**WHAT THIS EXERCISE ASKS:**
a: The Edward Klabiński biography lists the 1947 Critérium du Dauphiné Libéré under "Major wins." Explain why that race belongs in the list.
b: Update the part of the Klabiński biography that starts with the words containing "Edward Klabiński (7" and ends with "placed 18th overall.", replacing "racing cyclist" with "road cyclist".

**EXTRACT PROVIDED:**
------------------------------------------------------------------------

Edward Klabiński

Personal information
- Full name: Edward Klabiński
- Born: 7 August 1920 Herne, Germany
- Died: 4 March 1997 (aged 76) Halluin, France

Team information
- Discipline: Road
- Role: Rider

Major wins
- Stage races Critérium du Dauphiné Libéré (1947);

= Edward Klabiński =

Polish cyclist (1920–1997)

Edward Klabiński (7 August 1920 – 4 March 1997) was a professional racing cyclist from Poland. He was the first cyclist from Poland to take part in the Tour de France. He finished in 34th place at the 1947 Tour de France. He also rode in the 1948 Tour de France where he finished 2nd on two stages, and placed 18th overall.
Klabiński won the first edition of the Critérium du Dauphiné Libéré.

------------------------------------------------------------------------

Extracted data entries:
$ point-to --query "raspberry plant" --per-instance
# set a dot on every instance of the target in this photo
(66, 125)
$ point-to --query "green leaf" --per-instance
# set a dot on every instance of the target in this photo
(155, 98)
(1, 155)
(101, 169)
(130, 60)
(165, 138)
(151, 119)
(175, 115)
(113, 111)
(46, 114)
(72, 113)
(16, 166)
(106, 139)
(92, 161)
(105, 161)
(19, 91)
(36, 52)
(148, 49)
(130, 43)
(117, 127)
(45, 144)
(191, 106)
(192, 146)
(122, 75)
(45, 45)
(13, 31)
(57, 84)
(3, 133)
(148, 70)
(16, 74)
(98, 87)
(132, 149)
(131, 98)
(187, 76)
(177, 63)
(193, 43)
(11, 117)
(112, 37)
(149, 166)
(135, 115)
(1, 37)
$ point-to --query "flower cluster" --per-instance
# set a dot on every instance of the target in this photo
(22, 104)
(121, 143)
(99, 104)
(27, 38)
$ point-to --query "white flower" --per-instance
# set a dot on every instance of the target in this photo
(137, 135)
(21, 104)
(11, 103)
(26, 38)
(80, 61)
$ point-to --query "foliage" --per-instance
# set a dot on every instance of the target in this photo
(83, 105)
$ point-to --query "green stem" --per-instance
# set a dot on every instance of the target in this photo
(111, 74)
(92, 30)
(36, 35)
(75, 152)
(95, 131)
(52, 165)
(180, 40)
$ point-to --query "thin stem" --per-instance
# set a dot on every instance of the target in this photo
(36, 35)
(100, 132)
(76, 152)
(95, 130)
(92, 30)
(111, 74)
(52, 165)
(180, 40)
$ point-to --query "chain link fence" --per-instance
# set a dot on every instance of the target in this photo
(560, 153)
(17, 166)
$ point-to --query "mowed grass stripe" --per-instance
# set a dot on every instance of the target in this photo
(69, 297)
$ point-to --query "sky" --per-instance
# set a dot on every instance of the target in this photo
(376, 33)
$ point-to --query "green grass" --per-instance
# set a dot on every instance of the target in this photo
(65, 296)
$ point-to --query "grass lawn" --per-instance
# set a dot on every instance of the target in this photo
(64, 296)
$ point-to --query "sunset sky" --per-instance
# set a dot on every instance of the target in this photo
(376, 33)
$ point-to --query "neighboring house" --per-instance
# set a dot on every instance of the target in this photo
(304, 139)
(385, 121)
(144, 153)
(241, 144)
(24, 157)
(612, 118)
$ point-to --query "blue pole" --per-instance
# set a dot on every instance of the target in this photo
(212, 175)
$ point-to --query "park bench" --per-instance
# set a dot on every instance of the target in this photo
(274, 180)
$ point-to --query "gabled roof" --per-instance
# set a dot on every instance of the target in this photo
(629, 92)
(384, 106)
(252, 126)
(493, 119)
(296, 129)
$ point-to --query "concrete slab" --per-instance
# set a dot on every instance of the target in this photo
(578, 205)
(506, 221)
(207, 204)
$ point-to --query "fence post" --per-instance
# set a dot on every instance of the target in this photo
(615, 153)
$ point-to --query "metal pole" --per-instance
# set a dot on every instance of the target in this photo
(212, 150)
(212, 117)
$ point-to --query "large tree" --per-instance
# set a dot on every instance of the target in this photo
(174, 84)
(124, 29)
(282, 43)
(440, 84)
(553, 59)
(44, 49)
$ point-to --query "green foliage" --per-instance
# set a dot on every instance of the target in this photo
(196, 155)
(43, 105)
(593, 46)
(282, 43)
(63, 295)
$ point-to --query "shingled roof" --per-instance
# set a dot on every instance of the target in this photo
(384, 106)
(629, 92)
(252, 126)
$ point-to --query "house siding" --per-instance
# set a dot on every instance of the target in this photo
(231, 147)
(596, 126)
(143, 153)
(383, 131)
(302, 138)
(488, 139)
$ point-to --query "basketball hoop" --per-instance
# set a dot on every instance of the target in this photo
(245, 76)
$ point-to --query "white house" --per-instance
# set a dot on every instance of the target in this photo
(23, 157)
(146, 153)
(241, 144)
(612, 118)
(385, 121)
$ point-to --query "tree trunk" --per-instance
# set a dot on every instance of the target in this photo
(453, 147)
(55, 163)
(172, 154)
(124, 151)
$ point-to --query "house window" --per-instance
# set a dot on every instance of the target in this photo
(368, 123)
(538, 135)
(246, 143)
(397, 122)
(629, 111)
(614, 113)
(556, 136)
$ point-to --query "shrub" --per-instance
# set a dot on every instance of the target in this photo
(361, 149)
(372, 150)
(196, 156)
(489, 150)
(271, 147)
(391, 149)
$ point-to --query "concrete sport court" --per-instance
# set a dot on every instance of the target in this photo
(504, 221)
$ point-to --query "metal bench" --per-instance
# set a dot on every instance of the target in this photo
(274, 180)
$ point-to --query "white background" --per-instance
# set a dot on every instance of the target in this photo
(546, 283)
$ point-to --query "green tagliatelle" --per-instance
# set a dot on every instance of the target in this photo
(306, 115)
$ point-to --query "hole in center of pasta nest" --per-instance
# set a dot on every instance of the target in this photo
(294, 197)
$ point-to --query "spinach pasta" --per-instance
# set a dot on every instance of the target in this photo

------------------------------------------------------------------------

**SET OF ANSWERS:**
a: Klabiński won it. The biography says he won the first edition of the Critérium du Dauphiné Libéré.

b:
Edward Klabiński (7 August 1920 – 4 March 1997) was a professional road cyclist from Poland. He was the first cyclist from Poland to take part in the Tour de France. He finished in 34th place at the 1947 Tour de France. He also rode in the 1948 Tour de France where he finished 2nd on two stages, and placed 18th overall.